Format every line of the items below as a numbered list, omitting any blank lines.
-- Start Input rows --
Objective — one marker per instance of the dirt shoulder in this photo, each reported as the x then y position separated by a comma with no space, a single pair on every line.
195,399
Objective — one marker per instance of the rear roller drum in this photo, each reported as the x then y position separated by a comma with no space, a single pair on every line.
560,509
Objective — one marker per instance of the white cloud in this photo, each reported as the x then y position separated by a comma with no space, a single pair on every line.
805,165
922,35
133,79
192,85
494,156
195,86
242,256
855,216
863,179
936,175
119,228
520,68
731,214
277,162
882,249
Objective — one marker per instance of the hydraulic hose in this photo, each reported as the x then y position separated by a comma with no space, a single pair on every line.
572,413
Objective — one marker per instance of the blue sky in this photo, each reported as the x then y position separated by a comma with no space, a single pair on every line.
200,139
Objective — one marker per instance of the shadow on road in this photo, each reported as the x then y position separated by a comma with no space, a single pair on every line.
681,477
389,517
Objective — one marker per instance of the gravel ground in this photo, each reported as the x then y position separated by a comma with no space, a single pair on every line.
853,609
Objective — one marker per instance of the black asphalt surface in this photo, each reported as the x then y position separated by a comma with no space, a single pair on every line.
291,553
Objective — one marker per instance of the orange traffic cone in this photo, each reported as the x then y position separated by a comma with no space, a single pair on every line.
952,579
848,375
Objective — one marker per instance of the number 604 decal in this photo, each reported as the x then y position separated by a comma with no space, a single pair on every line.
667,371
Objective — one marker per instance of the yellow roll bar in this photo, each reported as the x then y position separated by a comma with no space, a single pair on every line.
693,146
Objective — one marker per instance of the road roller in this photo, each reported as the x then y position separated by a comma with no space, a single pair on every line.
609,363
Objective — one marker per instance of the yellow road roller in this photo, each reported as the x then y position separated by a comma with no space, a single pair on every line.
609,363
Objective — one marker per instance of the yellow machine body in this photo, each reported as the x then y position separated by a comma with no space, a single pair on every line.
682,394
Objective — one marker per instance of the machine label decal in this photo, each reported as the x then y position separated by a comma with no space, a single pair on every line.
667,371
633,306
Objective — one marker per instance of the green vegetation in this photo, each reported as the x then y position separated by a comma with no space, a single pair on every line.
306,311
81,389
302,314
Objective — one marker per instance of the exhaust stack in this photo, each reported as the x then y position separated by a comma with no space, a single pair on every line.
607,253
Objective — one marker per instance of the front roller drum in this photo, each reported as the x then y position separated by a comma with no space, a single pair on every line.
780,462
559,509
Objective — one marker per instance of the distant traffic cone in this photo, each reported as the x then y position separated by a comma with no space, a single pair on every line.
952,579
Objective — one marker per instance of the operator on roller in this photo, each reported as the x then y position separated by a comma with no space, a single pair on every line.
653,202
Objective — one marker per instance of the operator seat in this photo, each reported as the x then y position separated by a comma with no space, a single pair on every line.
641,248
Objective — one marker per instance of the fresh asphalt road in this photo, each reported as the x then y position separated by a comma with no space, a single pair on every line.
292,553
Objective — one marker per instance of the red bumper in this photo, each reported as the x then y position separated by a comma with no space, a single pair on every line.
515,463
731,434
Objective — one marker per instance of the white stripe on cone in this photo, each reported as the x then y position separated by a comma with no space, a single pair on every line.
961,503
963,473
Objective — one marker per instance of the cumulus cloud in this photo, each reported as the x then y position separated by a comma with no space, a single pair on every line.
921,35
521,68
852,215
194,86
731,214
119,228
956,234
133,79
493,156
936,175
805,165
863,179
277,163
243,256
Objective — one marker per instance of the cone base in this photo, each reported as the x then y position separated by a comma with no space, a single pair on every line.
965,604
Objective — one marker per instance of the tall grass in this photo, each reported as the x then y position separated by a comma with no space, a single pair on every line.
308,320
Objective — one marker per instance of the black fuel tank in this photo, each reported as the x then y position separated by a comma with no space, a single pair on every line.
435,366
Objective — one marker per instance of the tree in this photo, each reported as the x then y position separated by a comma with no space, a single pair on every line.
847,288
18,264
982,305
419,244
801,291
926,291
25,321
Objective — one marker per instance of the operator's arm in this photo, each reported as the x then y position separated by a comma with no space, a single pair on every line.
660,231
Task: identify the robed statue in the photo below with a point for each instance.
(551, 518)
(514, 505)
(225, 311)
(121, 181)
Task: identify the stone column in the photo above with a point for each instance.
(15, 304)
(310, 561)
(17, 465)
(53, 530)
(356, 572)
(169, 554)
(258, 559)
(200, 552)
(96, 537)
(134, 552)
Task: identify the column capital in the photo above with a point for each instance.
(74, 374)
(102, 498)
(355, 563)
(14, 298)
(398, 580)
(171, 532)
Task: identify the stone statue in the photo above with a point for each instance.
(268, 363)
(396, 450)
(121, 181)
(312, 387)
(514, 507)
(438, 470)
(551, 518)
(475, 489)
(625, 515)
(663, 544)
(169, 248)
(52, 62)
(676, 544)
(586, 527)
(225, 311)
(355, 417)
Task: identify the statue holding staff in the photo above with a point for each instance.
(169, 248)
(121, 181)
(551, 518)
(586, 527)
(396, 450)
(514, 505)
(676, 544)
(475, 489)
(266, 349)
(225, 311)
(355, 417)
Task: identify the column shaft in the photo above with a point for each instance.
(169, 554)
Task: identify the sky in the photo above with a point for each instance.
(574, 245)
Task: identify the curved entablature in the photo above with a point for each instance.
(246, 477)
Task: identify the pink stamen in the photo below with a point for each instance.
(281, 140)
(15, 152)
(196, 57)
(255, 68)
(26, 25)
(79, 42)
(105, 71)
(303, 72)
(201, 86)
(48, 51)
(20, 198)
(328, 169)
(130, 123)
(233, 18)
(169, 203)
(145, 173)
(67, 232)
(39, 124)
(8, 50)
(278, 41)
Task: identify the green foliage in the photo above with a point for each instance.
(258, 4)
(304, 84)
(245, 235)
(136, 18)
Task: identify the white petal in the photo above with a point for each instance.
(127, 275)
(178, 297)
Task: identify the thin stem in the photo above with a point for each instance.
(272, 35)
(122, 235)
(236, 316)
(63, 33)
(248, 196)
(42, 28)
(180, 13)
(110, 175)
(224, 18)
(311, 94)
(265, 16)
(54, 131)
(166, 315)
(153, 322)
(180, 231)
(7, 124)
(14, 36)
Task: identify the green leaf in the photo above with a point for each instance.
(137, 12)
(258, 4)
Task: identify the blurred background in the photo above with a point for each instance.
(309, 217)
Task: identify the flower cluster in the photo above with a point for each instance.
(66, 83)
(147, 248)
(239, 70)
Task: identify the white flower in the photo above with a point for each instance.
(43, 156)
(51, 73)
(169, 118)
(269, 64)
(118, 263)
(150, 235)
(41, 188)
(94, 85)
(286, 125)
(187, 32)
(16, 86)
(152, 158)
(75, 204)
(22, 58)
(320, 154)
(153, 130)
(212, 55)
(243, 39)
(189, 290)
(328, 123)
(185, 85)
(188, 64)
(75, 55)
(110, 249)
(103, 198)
-- End Input rows --
### [Response to this exercise]
1. Objective — one marker per instance of the dirt shoulder in this photo, each reported as the x then y position separated by a comma with no space, a single pair on every line.
2. 195,399
3. Objective — one marker per instance of the rear roller drum in this photo, each reported as the x then y position separated by a comma with no space, a single pair on every line.
4. 560,509
5. Objective — one marker per instance of the white cloud in this photo, each reported as the x then y position separated by a comma with no space, a single pair on every line.
6. 805,165
7. 922,35
8. 133,79
9. 192,85
10. 494,156
11. 195,86
12. 242,256
13. 855,216
14. 863,179
15. 936,175
16. 119,228
17. 520,68
18. 731,214
19. 277,162
20. 882,249
21. Objective — one marker per instance of the hydraulic hose in this photo, each reported as the x then y position separated by a comma with no space, a single pair on every line.
22. 572,413
23. Objective — one marker per instance of the blue sky in this photo, each reported as the x then y position separated by a comma with no space, a single pair on every line.
24. 200,139
25. Objective — one marker per instance of the shadow on road in this photo, each reported as the x then y position separated by a comma with no space, a single pair on every line.
26. 681,477
27. 389,517
28. Objective — one marker per instance of the gravel ground in this photo, each reported as the x then y position separated by a comma with no space, a single pair on every line.
29. 853,609
30. Objective — one marker per instance of the black asphalt surface in this photo, each reported as the x then y position separated by a comma with no space, a single pair on every line.
31. 291,553
32. Objective — one marker per instance of the orange traffic cone in this photo, each reported as the x then y position separated by a comma with no space, a single pair on every line.
33. 952,579
34. 848,375
35. Objective — one marker per instance of the number 604 decal in this photo, each reported as the x then y position separated by a comma with no space, a single pair on every line.
36. 667,371
37. Objective — one marker per instance of the yellow roll bar in this photo, each reported as the x then y position separated by a comma with no space, a single pair on every line.
38. 693,146
39. Objective — one marker per instance of the road roller in this photo, each reported as the x then y position separated by a comma with no space, a single pair on every line.
40. 609,363
41. Objective — one marker per instance of the yellow road roller in this photo, each reported as the x then y position separated by a comma with no space, a single pair on every line.
42. 609,363
43. Objective — one marker per instance of the yellow machine body in this photo, each reported as the x then y position separated by a comma with no space, a single pair on every line.
44. 682,394
45. Objective — one marker per instance of the machine label decal in this photo, each reported as the x then y position separated by a comma with no space, a single pair on every line.
46. 667,371
47. 633,306
48. Objective — one marker per instance of the green vegetation in this photo, each reported as the x then y position separated by a comma with no space, a single pair on every line.
49. 306,311
50. 81,389
51. 302,314
52. Objective — one marker per instance of the exhaust stack in this photo, each reported as the x then y position separated by a comma with no space, a single pair on every line.
53. 607,253
54. Objective — one marker per instance of the front roller drum in this photo, each reported as the x then y position separated by a comma with no space, a single pair on every line.
55. 780,462
56. 559,509
57. Objective — one marker per instance of the distant traffic cone in this photo, each reported as the x then y position separated by a comma with no space, a single pair on every line.
58. 952,579
59. Objective — one marker per instance of the operator on roller in this photo, each reported as the x then y position separated by a comma with no space, a single pair on every line.
60. 653,202
61. Objective — one marker per instance of the operator seat in this photo, each reported as the x then y position separated by a comma with no space, a single pair on every line.
62. 641,248
63. Objective — one marker per instance of the fresh asphalt road in this photo, each reported as the x then y position separated by a comma with no space, a single pair on every line.
64. 292,553
65. Objective — one marker per instance of the red bumper in this photo, each reported as the x then y position separated by a comma with no space, a single pair on every line.
66. 515,463
67. 731,434
68. Objective — one marker per instance of the white stripe on cone in this photo, each reported as the x then y position separated by a comma with no space, a single pair on every line.
69. 961,503
70. 963,473
71. Objective — one marker per instance of the cumulus cloud in this photo, each reported as the x then y position separated by a comma with no space, a single pair on every line.
72. 921,35
73. 521,68
74. 852,215
75. 194,86
76. 731,214
77. 119,228
78. 956,234
79. 133,79
80. 493,156
81. 936,175
82. 805,165
83. 863,179
84. 277,163
85. 243,256
86. Objective — one marker per instance of the cone base in this photo, each reported as the x then y position separated by a comma with no space, a single pair on every line.
87. 965,604
88. Objective — one marker per instance of the tall grass in this photo, each reported as the x then y position separated by a comma with no space, a single pair on every line.
89. 308,320
90. Objective — one marker per instance of the black fuel tank in this photo, each reported as the x then y position separated by a comma with no space, a single pair on every line.
91. 435,366
92. Objective — one marker per instance of the tree in this photo, each reported as the x then y position separated by a comma with no space, a single pair on every line.
93. 847,288
94. 18,264
95. 982,305
96. 419,244
97. 801,291
98. 926,291
99. 25,321
100. Objective — one marker per instance of the operator's arm in this photo, each reported as the x then y position separated by a comma with no space, a single pair on every line.
101. 660,231
102. Task: identify the robed statue in the photo below with a point for each instance.
103. (551, 518)
104. (514, 505)
105. (225, 311)
106. (121, 181)
107. Task: identify the stone column in the photo above with a point for each instance.
108. (15, 304)
109. (310, 561)
110. (17, 465)
111. (53, 530)
112. (356, 572)
113. (169, 554)
114. (258, 559)
115. (200, 552)
116. (96, 537)
117. (134, 552)
118. Task: identify the column capital in the photo above with a point for each instance.
119. (74, 374)
120. (102, 498)
121. (355, 563)
122. (14, 298)
123. (398, 580)
124. (171, 532)
125. Task: identify the stone statue in the photo above with a point for each instance.
126. (268, 363)
127. (396, 450)
128. (121, 181)
129. (312, 387)
130. (514, 507)
131. (438, 470)
132. (551, 518)
133. (475, 489)
134. (625, 515)
135. (663, 544)
136. (169, 248)
137. (52, 62)
138. (676, 544)
139. (586, 527)
140. (225, 311)
141. (355, 417)
142. Task: identify the statue holding staff in the photo above with a point for each instance.
143. (169, 248)
144. (121, 181)
145. (551, 518)
146. (586, 527)
147. (396, 450)
148. (514, 505)
149. (676, 544)
150. (475, 489)
151. (266, 349)
152. (225, 311)
153. (355, 417)
154. Task: identify the column shaft in the photo above with a point for each instance.
155. (169, 554)
156. Task: identify the sky in the photo above with a point for each instance.
157. (574, 245)
158. Task: identify the curved entablature in the photo above with a point for each instance.
159. (246, 477)
160. Task: identify the pink stamen in the photo below with a point for each instance.
161. (281, 140)
162. (15, 152)
163. (196, 57)
164. (255, 68)
165. (26, 25)
166. (79, 42)
167. (105, 71)
168. (303, 72)
169. (201, 86)
170. (48, 51)
171. (20, 198)
172. (328, 169)
173. (130, 123)
174. (233, 18)
175. (169, 203)
176. (145, 173)
177. (67, 232)
178. (39, 124)
179. (8, 50)
180. (278, 41)
181. Task: identify the green foliage in the photo above with a point for each instance.
182. (258, 4)
183. (304, 84)
184. (245, 235)
185. (136, 18)
186. Task: identify the white petal in the photo above with a point for each instance.
187. (127, 275)
188. (178, 297)
189. Task: identify the thin stem in the photo above with a point for each instance.
190. (272, 35)
191. (122, 235)
192. (236, 316)
193. (63, 33)
194. (248, 196)
195. (42, 28)
196. (180, 13)
197. (110, 175)
198. (224, 18)
199. (311, 94)
200. (265, 16)
201. (54, 131)
202. (166, 315)
203. (153, 322)
204. (180, 231)
205. (7, 124)
206. (14, 36)
207. Task: identify the green leaf in the photo above with a point for each instance.
208. (137, 12)
209. (258, 4)
210. Task: identify the blurred background in the photo above with a point for each instance.
211. (309, 217)
212. Task: identify the flower cluster in the photo above with a point for each instance.
213. (66, 83)
214. (147, 248)
215. (239, 70)
216. Task: identify the white flower in the photo above with a point for each instance.
217. (43, 156)
218. (51, 73)
219. (169, 118)
220. (269, 64)
221. (118, 263)
222. (150, 235)
223. (41, 188)
224. (94, 85)
225. (286, 125)
226. (187, 32)
227. (16, 86)
228. (152, 158)
229. (75, 204)
230. (22, 58)
231. (320, 154)
232. (153, 130)
233. (212, 55)
234. (243, 39)
235. (189, 290)
236. (328, 123)
237. (185, 85)
238. (188, 64)
239. (75, 55)
240. (110, 249)
241. (103, 198)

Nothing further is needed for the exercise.